In May, 1969, another truck was purchased for $24,099 and it was known as Engine 7.
In August of 1970, Hurricane Celia devastated Ingleside, leaving massive destruction. Approximately 95% of business buildings and 45% of the residences were damaged. The police station had been relocated next to the fire station on Ave B and it blew down during the storm. For seventeen months after Celia, the fire station was “home” to both Police and Firefighters alike. During the 1970’s, the 1942 GMC was sold and the 1955 emergency car was sold in 1986. Additional vehicles have been purchased and sold throughout the years as the need arose, in addition to the pumpers mentioned earlier.
In 1978, the fire department accepted its first woman firefighter. A local business owner named Barbara Thompson. The Fire Chief at that time was Jim Wright and he said they “decided to try to have some women firemen to answer daytime fire calls. We need more people.” With the advent of women into the department the volunteers began calling themselves firefighters rather than firemen. In 1979, Chief Wright was quoted as saying, “It doesn’t make a difference whether it is a man or woman – if a home is burning, you need people to handle the job.”
Prior to January, 1981, the gear that was issued to a firefighter consisted of a coat, knee boots and a helmet. That month the city purchased the first bunker pants and gloves to be used by the firefighters.
☆ ☆ ☆ ☆
Aim of the exercise » Rewrite everything in the fire department history from "In May, 1969, another" down to "pumpers mentioned earlier.", swapping "Engine 7" for "Engine 8".

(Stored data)
☆ ☆ ☆ ☆
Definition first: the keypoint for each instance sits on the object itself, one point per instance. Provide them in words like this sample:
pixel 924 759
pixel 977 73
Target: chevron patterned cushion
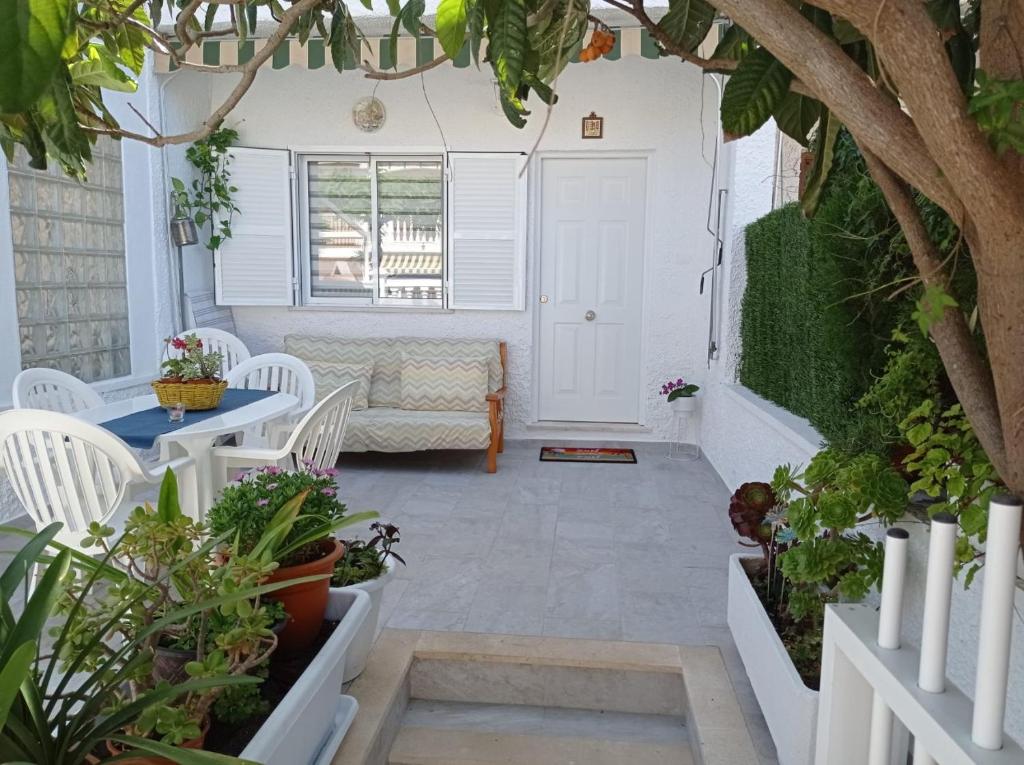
pixel 385 356
pixel 329 376
pixel 386 429
pixel 443 384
☆ ☆ ☆ ☆
The answer »
In May, 1969, another truck was purchased for $24,099 and it was known as Engine 8.
In August of 1970, Hurricane Celia devastated Ingleside, leaving massive destruction. Approximately 95% of business buildings and 45% of the residences were damaged. The police station had been relocated next to the fire station on Ave B and it blew down during the storm. For seventeen months after Celia, the fire station was “home” to both Police and Firefighters alike. During the 1970’s, the 1942 GMC was sold and the 1955 emergency car was sold in 1986. Additional vehicles have been purchased and sold throughout the years as the need arose, in addition to the pumpers mentioned earlier.